# Start of Listing

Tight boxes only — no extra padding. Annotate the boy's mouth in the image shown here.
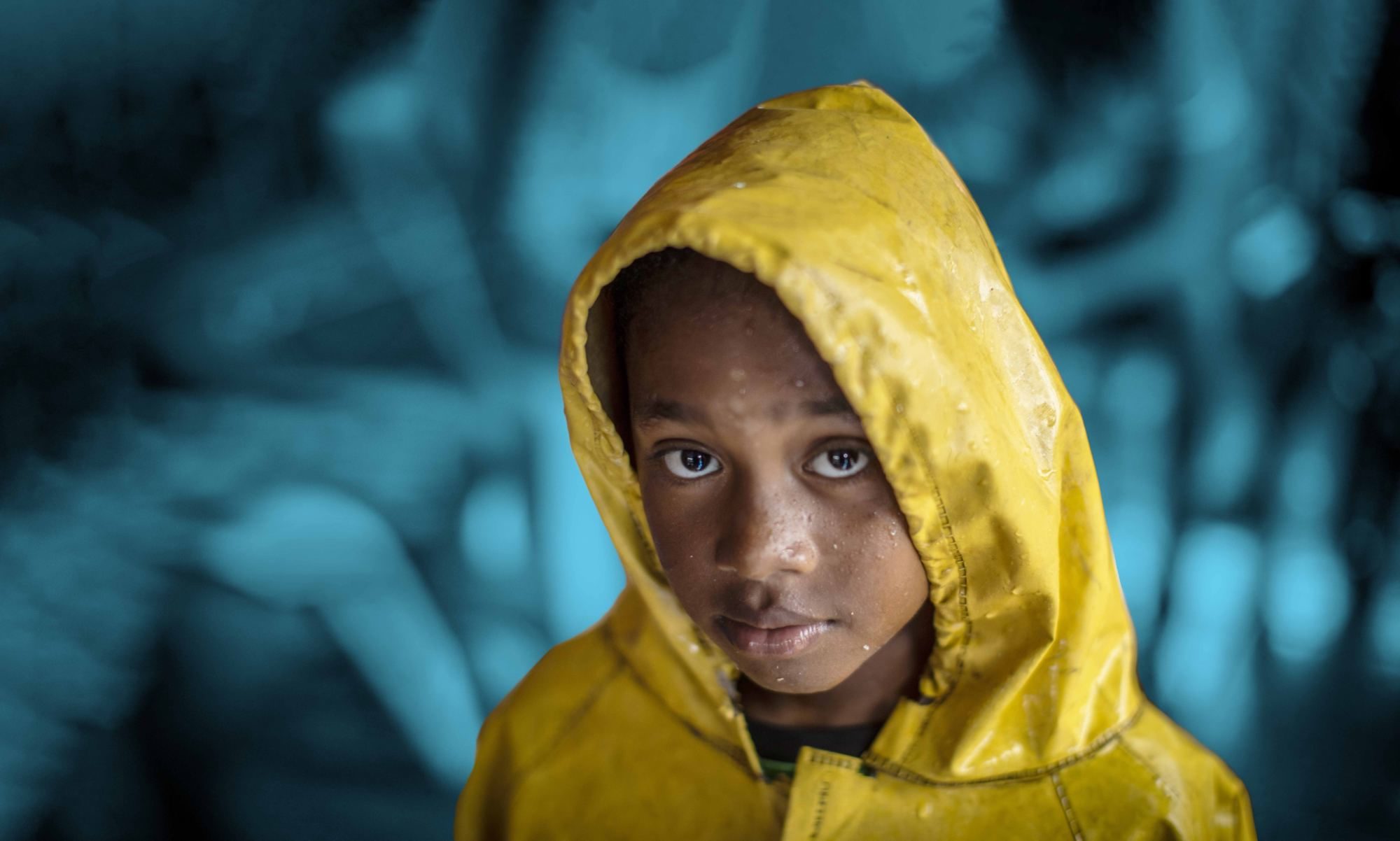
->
[718,610,836,658]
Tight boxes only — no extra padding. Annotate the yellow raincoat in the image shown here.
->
[456,83,1254,841]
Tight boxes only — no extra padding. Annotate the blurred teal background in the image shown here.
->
[0,0,1400,841]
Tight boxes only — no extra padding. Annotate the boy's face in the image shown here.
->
[626,267,930,693]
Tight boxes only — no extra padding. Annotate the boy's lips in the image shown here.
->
[718,609,836,656]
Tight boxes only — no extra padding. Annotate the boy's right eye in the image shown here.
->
[661,449,720,479]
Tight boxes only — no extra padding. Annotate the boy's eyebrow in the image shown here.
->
[802,393,860,420]
[637,397,704,427]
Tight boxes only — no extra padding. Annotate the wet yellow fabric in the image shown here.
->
[456,83,1254,841]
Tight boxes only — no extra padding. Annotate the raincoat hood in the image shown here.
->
[561,83,1144,782]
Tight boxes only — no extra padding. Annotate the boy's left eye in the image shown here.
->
[806,446,871,479]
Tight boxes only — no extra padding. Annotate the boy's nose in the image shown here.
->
[717,484,819,581]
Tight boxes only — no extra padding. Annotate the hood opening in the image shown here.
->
[560,84,1142,781]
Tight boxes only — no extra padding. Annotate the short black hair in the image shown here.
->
[609,248,710,351]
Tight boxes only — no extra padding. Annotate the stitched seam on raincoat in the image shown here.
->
[505,658,624,791]
[1050,771,1084,841]
[865,707,1144,788]
[812,267,972,763]
[602,624,763,779]
[809,753,861,771]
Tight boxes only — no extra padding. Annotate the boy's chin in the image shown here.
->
[739,662,854,695]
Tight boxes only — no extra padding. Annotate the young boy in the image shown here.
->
[456,84,1254,841]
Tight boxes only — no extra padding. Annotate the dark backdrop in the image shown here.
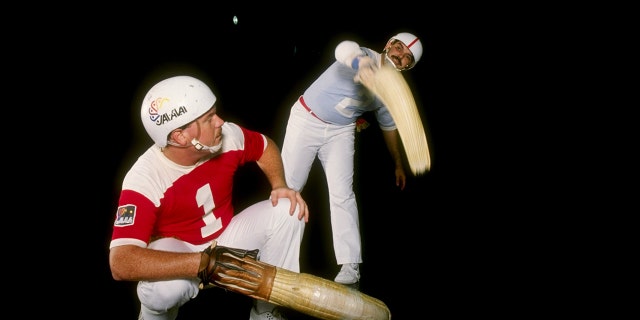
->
[25,5,512,319]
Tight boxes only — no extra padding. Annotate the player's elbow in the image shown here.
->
[109,247,133,281]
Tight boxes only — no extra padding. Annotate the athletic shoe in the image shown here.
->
[333,263,360,284]
[249,307,287,320]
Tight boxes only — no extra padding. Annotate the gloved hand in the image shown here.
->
[198,241,276,301]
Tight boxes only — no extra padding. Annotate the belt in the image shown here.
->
[298,96,329,123]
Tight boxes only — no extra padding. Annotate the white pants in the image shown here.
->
[281,100,362,264]
[137,198,305,320]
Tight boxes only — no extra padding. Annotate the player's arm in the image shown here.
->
[109,245,201,281]
[382,129,407,190]
[257,136,309,222]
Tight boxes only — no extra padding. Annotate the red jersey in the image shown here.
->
[110,122,267,247]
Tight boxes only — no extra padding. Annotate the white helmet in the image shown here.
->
[389,32,422,70]
[140,76,216,147]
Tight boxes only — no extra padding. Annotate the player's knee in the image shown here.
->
[273,198,304,229]
[137,280,198,312]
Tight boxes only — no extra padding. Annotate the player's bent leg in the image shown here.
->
[217,198,305,272]
[137,279,199,320]
[137,238,200,320]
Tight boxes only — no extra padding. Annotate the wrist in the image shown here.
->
[351,56,361,70]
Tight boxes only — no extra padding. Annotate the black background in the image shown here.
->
[14,4,528,319]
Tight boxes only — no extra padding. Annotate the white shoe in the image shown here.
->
[249,307,287,320]
[334,263,360,284]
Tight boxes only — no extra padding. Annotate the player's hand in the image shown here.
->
[270,188,309,222]
[198,241,276,301]
[353,56,378,87]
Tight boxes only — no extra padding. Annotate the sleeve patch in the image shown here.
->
[113,204,136,227]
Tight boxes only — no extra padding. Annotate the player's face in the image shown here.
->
[196,106,224,146]
[387,40,413,70]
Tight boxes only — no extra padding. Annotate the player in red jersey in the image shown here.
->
[109,76,309,320]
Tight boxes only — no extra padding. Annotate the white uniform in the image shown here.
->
[282,41,396,264]
[110,122,305,320]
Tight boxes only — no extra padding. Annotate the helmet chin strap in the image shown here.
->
[191,122,222,153]
[191,138,222,153]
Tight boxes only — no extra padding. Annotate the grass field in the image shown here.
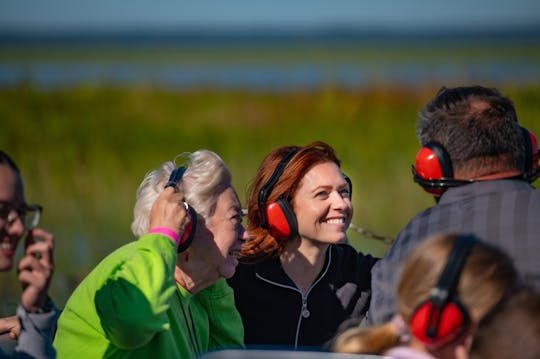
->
[0,51,540,310]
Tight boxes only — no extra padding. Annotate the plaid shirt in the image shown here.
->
[368,180,540,323]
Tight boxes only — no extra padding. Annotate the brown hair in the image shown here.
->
[242,141,340,259]
[333,234,518,354]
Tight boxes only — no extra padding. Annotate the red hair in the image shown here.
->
[242,141,341,259]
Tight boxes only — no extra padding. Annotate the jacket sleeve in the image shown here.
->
[94,234,176,349]
[12,304,59,359]
[197,278,244,350]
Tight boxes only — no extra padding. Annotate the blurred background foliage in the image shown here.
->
[0,37,540,312]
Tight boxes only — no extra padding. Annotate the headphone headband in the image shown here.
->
[409,234,477,346]
[164,166,197,253]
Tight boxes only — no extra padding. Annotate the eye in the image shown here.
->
[339,188,351,198]
[315,190,328,199]
[231,212,242,223]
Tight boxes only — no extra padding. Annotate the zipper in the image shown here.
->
[255,247,332,350]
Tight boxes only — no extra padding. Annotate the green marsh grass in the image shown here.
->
[0,85,540,305]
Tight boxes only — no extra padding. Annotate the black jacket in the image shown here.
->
[229,244,377,349]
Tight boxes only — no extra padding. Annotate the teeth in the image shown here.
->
[229,251,240,258]
[326,218,345,224]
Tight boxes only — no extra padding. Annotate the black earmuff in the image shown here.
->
[164,166,197,253]
[412,127,540,196]
[521,127,540,183]
[409,235,477,347]
[258,149,299,240]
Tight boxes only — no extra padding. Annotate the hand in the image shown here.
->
[150,187,189,236]
[18,228,54,313]
[0,315,21,340]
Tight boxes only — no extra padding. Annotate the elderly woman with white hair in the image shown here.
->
[54,150,247,358]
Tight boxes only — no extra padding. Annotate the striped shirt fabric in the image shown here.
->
[368,179,540,323]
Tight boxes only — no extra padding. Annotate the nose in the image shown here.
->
[332,191,351,210]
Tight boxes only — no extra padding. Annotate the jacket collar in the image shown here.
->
[255,245,334,288]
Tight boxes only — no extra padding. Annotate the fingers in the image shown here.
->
[150,187,189,239]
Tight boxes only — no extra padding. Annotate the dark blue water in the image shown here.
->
[0,59,540,90]
[0,32,540,90]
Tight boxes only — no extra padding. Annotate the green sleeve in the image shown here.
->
[196,278,244,349]
[94,234,176,349]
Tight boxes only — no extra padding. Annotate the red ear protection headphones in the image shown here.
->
[164,166,197,253]
[412,127,540,196]
[409,235,477,347]
[258,149,299,241]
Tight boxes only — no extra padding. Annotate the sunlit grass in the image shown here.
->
[0,86,540,304]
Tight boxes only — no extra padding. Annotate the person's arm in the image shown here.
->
[12,300,60,358]
[95,187,188,349]
[196,278,244,349]
[94,234,176,349]
[367,240,402,324]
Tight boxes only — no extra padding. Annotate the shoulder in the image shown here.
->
[330,244,379,271]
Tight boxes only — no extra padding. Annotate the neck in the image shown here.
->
[280,239,329,294]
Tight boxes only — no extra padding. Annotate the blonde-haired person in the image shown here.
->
[332,234,518,359]
[54,150,245,358]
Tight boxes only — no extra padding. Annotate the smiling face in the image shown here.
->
[0,163,24,271]
[194,187,247,278]
[292,162,353,243]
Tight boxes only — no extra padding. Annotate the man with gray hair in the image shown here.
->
[368,86,540,323]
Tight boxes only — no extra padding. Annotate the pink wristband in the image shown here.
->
[148,227,180,245]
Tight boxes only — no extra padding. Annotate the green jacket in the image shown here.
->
[54,234,244,359]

# End of Listing

Convert all the lines of the listing into a Markdown table with the columns Number and Record line, numbering the rows in order and omitting blank lines. Leave the pictures out.

Result of the task:
| Number | Record line |
|---|---|
| 1 | Tight boxes only — no extra padding. Annotate the boy's mouth in the image shown here. |
| 2 | -> |
| 3 | [718,610,836,658] |
| 4 | Tight boxes only — no extra padding. Annotate the yellow raincoat in the image shown here. |
| 5 | -> |
| 6 | [456,83,1254,841] |
| 7 | Tight boxes only — no extra padding. Annotate the blurred teal background in the image shown here. |
| 8 | -> |
| 9 | [0,0,1400,841] |
| 10 | Tight boxes only — no extra padding. Annotate the boy's face in the image shown here. |
| 11 | -> |
| 12 | [626,267,930,693] |
| 13 | Tight boxes only — no extra padding. Annotate the boy's lips in the image shown here. |
| 14 | -> |
| 15 | [718,609,836,656] |
| 16 | Tight boxes only — no extra padding. Annotate the boy's right eye in the image shown here. |
| 17 | -> |
| 18 | [661,449,720,479] |
| 19 | Tight boxes only — no extra padding. Annotate the boy's eyebrow in the image shown here. |
| 20 | -> |
| 21 | [802,393,860,420] |
| 22 | [637,397,704,427] |
| 23 | Tight boxes only — no extra padding. Annotate the wet yellow fabric in the image shown here. |
| 24 | -> |
| 25 | [456,83,1254,841] |
| 26 | Tight boxes only — no extra padding. Annotate the raincoat hood in the image shown here. |
| 27 | -> |
| 28 | [561,83,1144,782] |
| 29 | Tight boxes only — no extra padding. Annotate the boy's left eye in the image shown here. |
| 30 | -> |
| 31 | [806,446,871,479] |
| 32 | Tight boxes only — no extra padding. Annotate the boy's nose in the image shown here. |
| 33 | -> |
| 34 | [717,484,819,581] |
| 35 | Tight boxes only — no extra padding. Annotate the hood opening in the image shown here. |
| 36 | -> |
| 37 | [560,84,1142,781] |
| 38 | Tight boxes only — no extra padding. Annotate the short black hair in the image shown here. |
| 39 | -> |
| 40 | [609,248,710,351] |
| 41 | Tight boxes only — no extra padding. Annotate the stitched seam on raincoat in the image shown here. |
| 42 | -> |
| 43 | [505,658,624,791] |
| 44 | [1050,771,1084,841] |
| 45 | [865,707,1144,788] |
| 46 | [812,267,972,763] |
| 47 | [602,624,763,779] |
| 48 | [809,753,861,771] |
| 49 | Tight boxes only — no extra padding. Annotate the boy's chin in the image shown here. |
| 50 | -> |
| 51 | [739,662,854,695] |
| 52 | Tight boxes only — no extra padding. Annotate the young boy in the image shown here. |
| 53 | -> |
| 54 | [456,84,1254,841] |
| 55 | Tight boxes only — no extra padding. Annotate the dark backdrop in the image shown here. |
| 56 | -> |
| 57 | [25,5,512,319] |
| 58 | Tight boxes only — no extra padding. Annotate the player's elbow in the image shown here. |
| 59 | -> |
| 60 | [109,247,133,281] |
| 61 | Tight boxes only — no extra padding. Annotate the athletic shoe in the image shown here. |
| 62 | -> |
| 63 | [333,263,360,284] |
| 64 | [249,307,287,320] |
| 65 | Tight boxes only — no extra padding. Annotate the gloved hand in the image shown here. |
| 66 | -> |
| 67 | [198,241,276,301] |
| 68 | Tight boxes only — no extra padding. Annotate the belt in the image shown here. |
| 69 | -> |
| 70 | [298,96,329,123] |
| 71 | Tight boxes only — no extra padding. Annotate the white pants in the image shown here. |
| 72 | -> |
| 73 | [281,100,362,264] |
| 74 | [137,198,305,320] |
| 75 | Tight boxes only — no extra padding. Annotate the player's arm in the image shown here. |
| 76 | -> |
| 77 | [109,245,201,281] |
| 78 | [382,129,407,190] |
| 79 | [257,136,309,222] |
| 80 | Tight boxes only — no extra padding. Annotate the red jersey in the image shown here. |
| 81 | -> |
| 82 | [110,122,267,247] |
| 83 | Tight boxes only — no extra padding. Annotate the white helmet in the image shown here. |
| 84 | -> |
| 85 | [389,32,422,70] |
| 86 | [140,76,216,147] |
| 87 | Tight boxes only — no extra padding. Annotate the player's knee in the image shown here. |
| 88 | -> |
| 89 | [273,198,304,229] |
| 90 | [137,280,198,312] |
| 91 | Tight boxes only — no extra padding. Annotate the player's bent leg in the image shown here. |
| 92 | -> |
| 93 | [217,198,305,272] |
| 94 | [137,279,199,320] |
| 95 | [137,238,200,320] |
| 96 | Tight boxes only — no extra padding. Annotate the wrist in the image shown here. |
| 97 | -> |
| 98 | [351,56,361,70] |
| 99 | Tight boxes only — no extra padding. Annotate the black background in the image shown here. |
| 100 | -> |
| 101 | [14,4,528,319] |
| 102 | Tight boxes only — no extra padding. Annotate the white shoe in the image shown here. |
| 103 | -> |
| 104 | [249,307,287,320] |
| 105 | [334,263,360,284] |
| 106 | Tight boxes only — no extra padding. Annotate the player's hand in the image shown here. |
| 107 | -> |
| 108 | [270,188,309,222] |
| 109 | [198,241,276,301] |
| 110 | [353,56,378,87] |
| 111 | Tight boxes only — no extra padding. Annotate the sleeve patch in the image shown here. |
| 112 | -> |
| 113 | [113,204,136,227] |
| 114 | Tight boxes only — no extra padding. Annotate the player's face in the image shown here. |
| 115 | -> |
| 116 | [196,106,224,146] |
| 117 | [387,40,413,70] |
| 118 | Tight boxes only — no extra padding. Annotate the player in red jersey in the image shown here. |
| 119 | -> |
| 120 | [109,76,309,320] |
| 121 | Tight boxes only — no extra padding. Annotate the white uniform in the image shown here. |
| 122 | -> |
| 123 | [282,41,396,264] |
| 124 | [110,122,305,320] |
| 125 | Tight boxes only — no extra padding. Annotate the helmet chin strap in the image shown here. |
| 126 | -> |
| 127 | [191,122,222,153] |
| 128 | [191,138,222,153] |
| 129 | Tight boxes only — no extra padding. Annotate the grass field in the image shown here. |
| 130 | -> |
| 131 | [0,51,540,310] |
| 132 | Tight boxes only — no extra padding. Annotate the plaid shirt in the image shown here. |
| 133 | -> |
| 134 | [368,180,540,323] |
| 135 | Tight boxes only — no extra padding. Annotate the brown hair in the image shown here. |
| 136 | -> |
| 137 | [242,141,340,259] |
| 138 | [333,234,518,354] |
| 139 | Tight boxes only — no extra padding. Annotate the red hair in the image shown here. |
| 140 | -> |
| 141 | [242,141,341,259] |
| 142 | Tight boxes only — no extra padding. Annotate the jacket sleeve in the image shown here. |
| 143 | -> |
| 144 | [94,234,176,349] |
| 145 | [12,304,59,359] |
| 146 | [197,278,244,350] |
| 147 | Tight boxes only — no extra padding. Annotate the blurred background foliage in the image shown here. |
| 148 | -> |
| 149 | [0,37,540,312] |
| 150 | Tight boxes only — no extra padding. Annotate the headphone headband in the image shown here. |
| 151 | -> |
| 152 | [409,234,477,346] |
| 153 | [164,166,197,253] |
| 154 | Tight boxes only — no extra padding. Annotate the eye in the image shown here. |
| 155 | -> |
| 156 | [339,188,351,198] |
| 157 | [315,190,328,199] |
| 158 | [231,212,242,223] |
| 159 | Tight boxes only — no extra padding. Annotate the zipper in the image shown here. |
| 160 | -> |
| 161 | [255,247,332,350] |
| 162 | Tight boxes only — no extra padding. Annotate the green marsh grass in the image shown here. |
| 163 | -> |
| 164 | [0,85,540,305] |
| 165 | Tight boxes only — no extra padding. Annotate the black jacket in the image shown here. |
| 166 | -> |
| 167 | [229,244,377,349] |
| 168 | Tight boxes only — no extra padding. Annotate the teeth in the image shown here. |
| 169 | -> |
| 170 | [229,251,240,258] |
| 171 | [326,218,345,224] |
| 172 | Tight boxes only — no extra padding. Annotate the black earmuff in the image shown here. |
| 173 | -> |
| 174 | [164,166,197,253] |
| 175 | [412,127,540,196] |
| 176 | [521,127,540,183] |
| 177 | [409,235,477,347] |
| 178 | [258,149,299,240] |
| 179 | Tight boxes only — no extra padding. Annotate the hand in the image shown here. |
| 180 | -> |
| 181 | [150,187,189,236] |
| 182 | [18,228,54,313] |
| 183 | [0,315,21,340] |
| 184 | Tight boxes only — no extra padding. Annotate the elderly woman with white hair in the image shown here. |
| 185 | -> |
| 186 | [54,150,247,358] |
| 187 | Tight boxes only — no extra padding. Annotate the striped shirt fabric in the image shown here. |
| 188 | -> |
| 189 | [368,179,540,323] |
| 190 | Tight boxes only — no extra padding. Annotate the nose in the image shown here. |
| 191 | -> |
| 192 | [332,191,351,210] |
| 193 | Tight boxes only — no extra padding. Annotate the jacket collar in the image shown here. |
| 194 | -> |
| 195 | [255,245,334,288] |
| 196 | Tight boxes only — no extra padding. Annotate the fingers in the image shown here. |
| 197 | -> |
| 198 | [150,187,189,239] |
| 199 | Tight boxes only — no extra padding. Annotate the dark blue water in the image shown here. |
| 200 | -> |
| 201 | [0,59,540,90] |
| 202 | [0,32,540,90] |
| 203 | Tight boxes only — no extra padding. Annotate the green sleeve in the image shown here. |
| 204 | -> |
| 205 | [196,278,244,349] |
| 206 | [94,234,176,349] |
| 207 | Tight boxes only — no extra padding. Annotate the red ear protection headphones in the image shown here. |
| 208 | -> |
| 209 | [164,166,197,253] |
| 210 | [412,127,540,196] |
| 211 | [409,235,477,347] |
| 212 | [258,149,299,241] |
| 213 | Tight boxes only — no extra padding. Annotate the sunlit grass in the image shown here. |
| 214 | -> |
| 215 | [0,86,540,304] |
| 216 | Tight boxes only — no extra padding. Annotate the person's arm in the image shown here. |
| 217 | -> |
| 218 | [12,300,60,358] |
| 219 | [95,187,188,349] |
| 220 | [196,278,244,349] |
| 221 | [94,234,176,349] |
| 222 | [367,240,402,324] |
| 223 | Tight boxes only — no extra padding. Annotate the shoulder in the image shown here. |
| 224 | -> |
| 225 | [330,244,379,271] |
| 226 | Tight boxes only — no extra padding. Annotate the neck in the image shown here. |
| 227 | -> |
| 228 | [280,239,329,294] |
| 229 | Tight boxes only — no extra padding. Annotate the blonde-haired person in the image shown here. |
| 230 | -> |
| 231 | [332,234,518,359] |
| 232 | [54,150,245,358] |
| 233 | Tight boxes only — no extra padding. Annotate the smiling face in the image shown here. |
| 234 | -> |
| 235 | [0,163,24,271] |
| 236 | [194,187,247,278] |
| 237 | [292,162,353,243] |
| 238 | Tight boxes only — no extra padding. Annotate the man with gray hair in the image shown here. |
| 239 | -> |
| 240 | [368,86,540,323] |
| 241 | Tight boxes only — no extra padding. Annotate the pink wristband in the image shown here. |
| 242 | -> |
| 243 | [148,227,180,245] |
| 244 | Tight boxes only — no extra padding. Annotate the green jacket in the image shown here. |
| 245 | -> |
| 246 | [54,234,244,359] |